## Task statement
Your task is to copy the lines of the data below from the line holding "Reviewer note: confirm each instance of the navy knee" through the line holding "Target: blurred spectator", inclusive, exactly and with nothing added.

..........

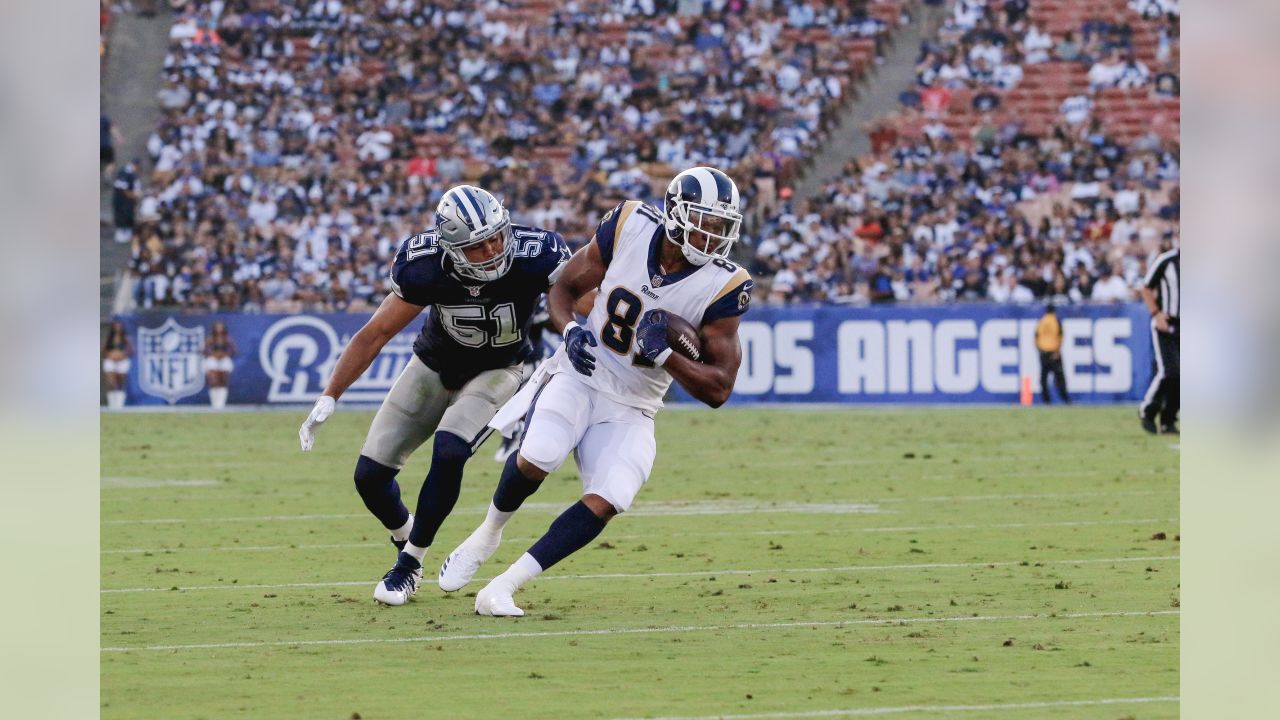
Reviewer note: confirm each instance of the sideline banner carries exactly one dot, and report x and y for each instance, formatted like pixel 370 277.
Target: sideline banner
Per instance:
pixel 818 354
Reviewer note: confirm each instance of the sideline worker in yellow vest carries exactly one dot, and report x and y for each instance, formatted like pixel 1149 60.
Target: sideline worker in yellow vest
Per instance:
pixel 1048 341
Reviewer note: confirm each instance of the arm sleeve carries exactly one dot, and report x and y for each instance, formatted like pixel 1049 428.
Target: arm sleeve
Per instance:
pixel 407 273
pixel 609 228
pixel 734 300
pixel 554 256
pixel 1156 272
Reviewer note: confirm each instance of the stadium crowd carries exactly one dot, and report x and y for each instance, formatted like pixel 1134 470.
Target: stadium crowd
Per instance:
pixel 301 141
pixel 1002 213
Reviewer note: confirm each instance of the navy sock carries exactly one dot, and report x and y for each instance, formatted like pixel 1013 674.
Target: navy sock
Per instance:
pixel 513 487
pixel 378 488
pixel 567 534
pixel 440 487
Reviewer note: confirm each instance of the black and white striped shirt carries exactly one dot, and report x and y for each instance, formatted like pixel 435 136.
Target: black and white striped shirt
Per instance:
pixel 1162 278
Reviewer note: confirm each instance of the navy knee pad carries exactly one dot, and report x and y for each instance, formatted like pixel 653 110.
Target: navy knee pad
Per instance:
pixel 378 488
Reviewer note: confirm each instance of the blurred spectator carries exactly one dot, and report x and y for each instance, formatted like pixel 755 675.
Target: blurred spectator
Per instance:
pixel 312 137
pixel 108 139
pixel 1166 83
pixel 1110 286
pixel 117 359
pixel 219 350
pixel 1068 49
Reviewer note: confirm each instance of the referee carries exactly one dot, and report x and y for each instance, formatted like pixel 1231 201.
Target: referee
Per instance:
pixel 1160 294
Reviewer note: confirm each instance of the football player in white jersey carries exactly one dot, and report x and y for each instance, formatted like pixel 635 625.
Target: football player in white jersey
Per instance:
pixel 606 383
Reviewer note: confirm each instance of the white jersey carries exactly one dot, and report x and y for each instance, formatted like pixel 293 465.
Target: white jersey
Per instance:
pixel 630 237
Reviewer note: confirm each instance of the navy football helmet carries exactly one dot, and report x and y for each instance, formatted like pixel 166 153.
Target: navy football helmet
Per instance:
pixel 705 201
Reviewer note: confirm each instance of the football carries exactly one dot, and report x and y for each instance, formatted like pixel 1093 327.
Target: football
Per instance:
pixel 682 337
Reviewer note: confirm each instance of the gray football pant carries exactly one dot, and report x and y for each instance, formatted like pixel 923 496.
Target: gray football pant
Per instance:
pixel 419 404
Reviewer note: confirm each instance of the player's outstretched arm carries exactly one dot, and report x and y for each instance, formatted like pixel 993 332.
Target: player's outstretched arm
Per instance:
pixel 581 274
pixel 392 317
pixel 712 381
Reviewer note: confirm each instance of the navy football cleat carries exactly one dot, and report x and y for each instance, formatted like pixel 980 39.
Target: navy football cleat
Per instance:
pixel 401 582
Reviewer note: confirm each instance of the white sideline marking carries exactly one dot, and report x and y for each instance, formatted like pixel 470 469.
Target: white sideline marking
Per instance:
pixel 680 507
pixel 688 574
pixel 869 711
pixel 650 630
pixel 129 483
pixel 650 536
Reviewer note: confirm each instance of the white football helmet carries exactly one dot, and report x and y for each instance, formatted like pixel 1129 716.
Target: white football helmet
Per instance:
pixel 469 217
pixel 703 200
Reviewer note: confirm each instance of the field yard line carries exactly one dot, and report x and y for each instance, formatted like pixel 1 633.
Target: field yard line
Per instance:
pixel 163 483
pixel 690 574
pixel 649 630
pixel 872 711
pixel 650 536
pixel 133 483
pixel 641 510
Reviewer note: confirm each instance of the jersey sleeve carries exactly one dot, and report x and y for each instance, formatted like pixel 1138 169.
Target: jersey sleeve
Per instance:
pixel 553 258
pixel 410 272
pixel 732 300
pixel 1156 272
pixel 611 227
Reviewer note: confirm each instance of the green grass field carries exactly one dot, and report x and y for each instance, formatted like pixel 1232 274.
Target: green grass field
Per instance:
pixel 923 563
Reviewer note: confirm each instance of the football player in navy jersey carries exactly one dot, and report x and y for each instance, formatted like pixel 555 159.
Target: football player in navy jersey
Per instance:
pixel 483 278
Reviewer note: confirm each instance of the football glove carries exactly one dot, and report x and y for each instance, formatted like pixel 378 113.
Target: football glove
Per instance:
pixel 319 414
pixel 652 337
pixel 576 342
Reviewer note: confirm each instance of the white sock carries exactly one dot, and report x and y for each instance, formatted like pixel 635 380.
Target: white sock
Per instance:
pixel 417 552
pixel 494 520
pixel 401 533
pixel 520 573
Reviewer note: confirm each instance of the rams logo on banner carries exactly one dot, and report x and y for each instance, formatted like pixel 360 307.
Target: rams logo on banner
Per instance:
pixel 169 360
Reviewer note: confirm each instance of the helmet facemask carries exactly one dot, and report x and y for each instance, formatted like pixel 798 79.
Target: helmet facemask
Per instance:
pixel 718 226
pixel 469 218
pixel 490 268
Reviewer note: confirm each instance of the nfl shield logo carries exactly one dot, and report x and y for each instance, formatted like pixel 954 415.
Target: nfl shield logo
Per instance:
pixel 169 360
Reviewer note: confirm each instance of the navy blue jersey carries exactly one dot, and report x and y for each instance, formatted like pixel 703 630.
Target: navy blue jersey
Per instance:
pixel 475 326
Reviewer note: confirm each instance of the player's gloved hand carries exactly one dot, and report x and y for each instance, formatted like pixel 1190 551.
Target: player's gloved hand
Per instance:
pixel 576 342
pixel 319 414
pixel 652 337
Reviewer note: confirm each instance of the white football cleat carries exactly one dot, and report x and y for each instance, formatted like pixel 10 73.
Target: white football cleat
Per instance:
pixel 497 602
pixel 462 564
pixel 401 582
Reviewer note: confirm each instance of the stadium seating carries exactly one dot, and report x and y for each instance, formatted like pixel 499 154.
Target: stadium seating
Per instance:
pixel 315 126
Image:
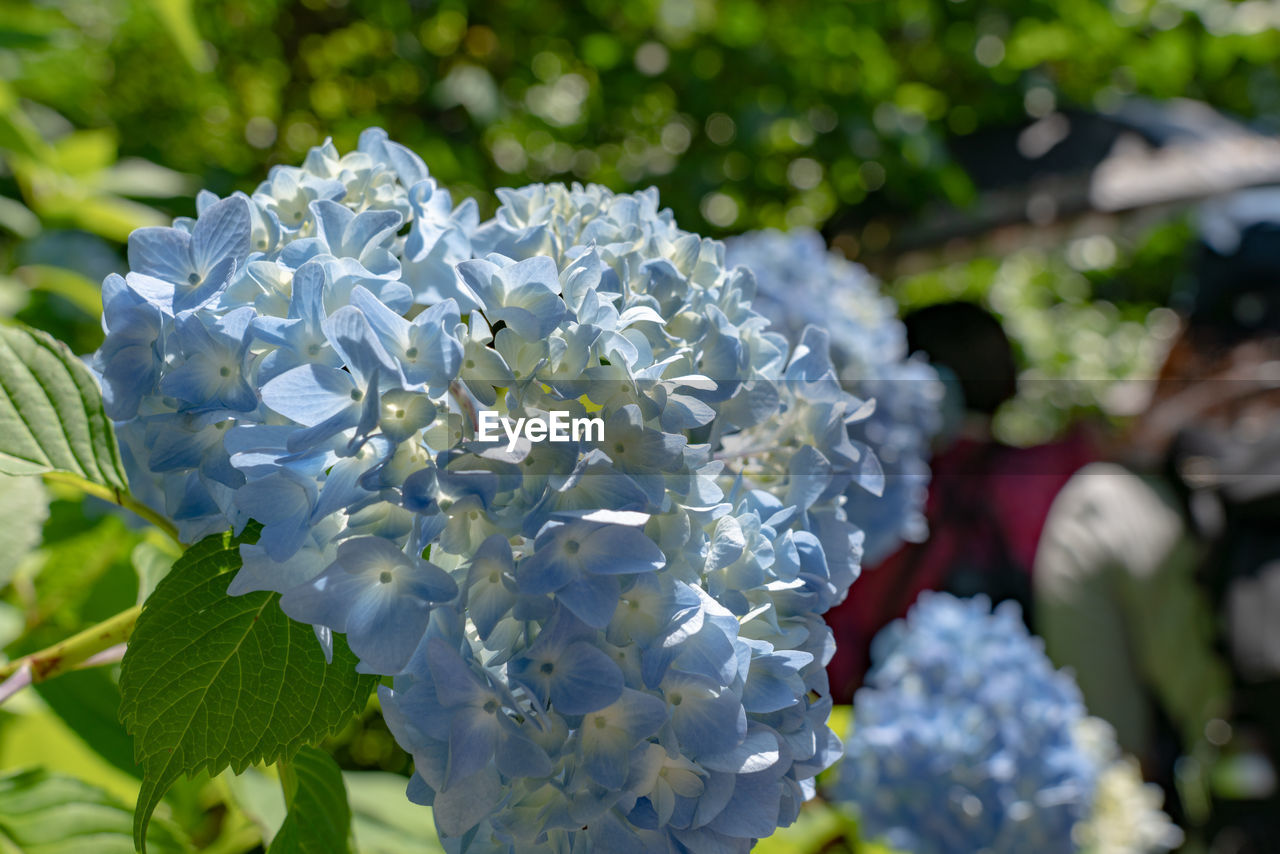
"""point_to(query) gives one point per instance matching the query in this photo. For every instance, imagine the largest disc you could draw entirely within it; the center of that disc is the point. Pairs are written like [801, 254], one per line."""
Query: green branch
[114, 496]
[68, 654]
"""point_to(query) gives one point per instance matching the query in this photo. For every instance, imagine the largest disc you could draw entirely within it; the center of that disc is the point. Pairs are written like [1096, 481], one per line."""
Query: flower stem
[77, 649]
[114, 496]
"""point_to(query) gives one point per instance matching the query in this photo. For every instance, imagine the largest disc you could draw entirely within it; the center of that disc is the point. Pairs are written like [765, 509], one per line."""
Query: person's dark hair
[969, 342]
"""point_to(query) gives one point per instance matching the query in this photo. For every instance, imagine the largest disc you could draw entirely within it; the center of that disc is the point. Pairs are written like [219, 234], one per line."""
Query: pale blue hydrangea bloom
[965, 738]
[801, 283]
[597, 645]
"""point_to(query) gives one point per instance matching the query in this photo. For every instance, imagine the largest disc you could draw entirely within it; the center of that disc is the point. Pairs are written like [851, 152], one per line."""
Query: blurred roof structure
[1075, 164]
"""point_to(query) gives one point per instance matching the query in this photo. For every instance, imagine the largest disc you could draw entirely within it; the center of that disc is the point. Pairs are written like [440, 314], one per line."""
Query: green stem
[67, 654]
[114, 496]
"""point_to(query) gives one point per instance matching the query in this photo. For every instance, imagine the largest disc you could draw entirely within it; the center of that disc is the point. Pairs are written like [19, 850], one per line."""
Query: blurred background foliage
[839, 115]
[744, 115]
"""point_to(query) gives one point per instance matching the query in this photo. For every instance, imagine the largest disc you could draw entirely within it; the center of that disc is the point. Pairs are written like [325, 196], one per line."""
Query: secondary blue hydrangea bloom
[612, 643]
[801, 283]
[965, 738]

..........

## Finished exercise
Reviewer note: confirm each instance of the navy knee pad carries exactly one dot, and report x and y for each instance, formatted like pixel 653 110.
Target: navy knee pad
Per instance:
pixel 378 488
Reviewer note: confirm each instance of the blurred spectator carries exactly one dot, and report x and y for each instance, formatted like pixel 755 675.
Target: blurred spectator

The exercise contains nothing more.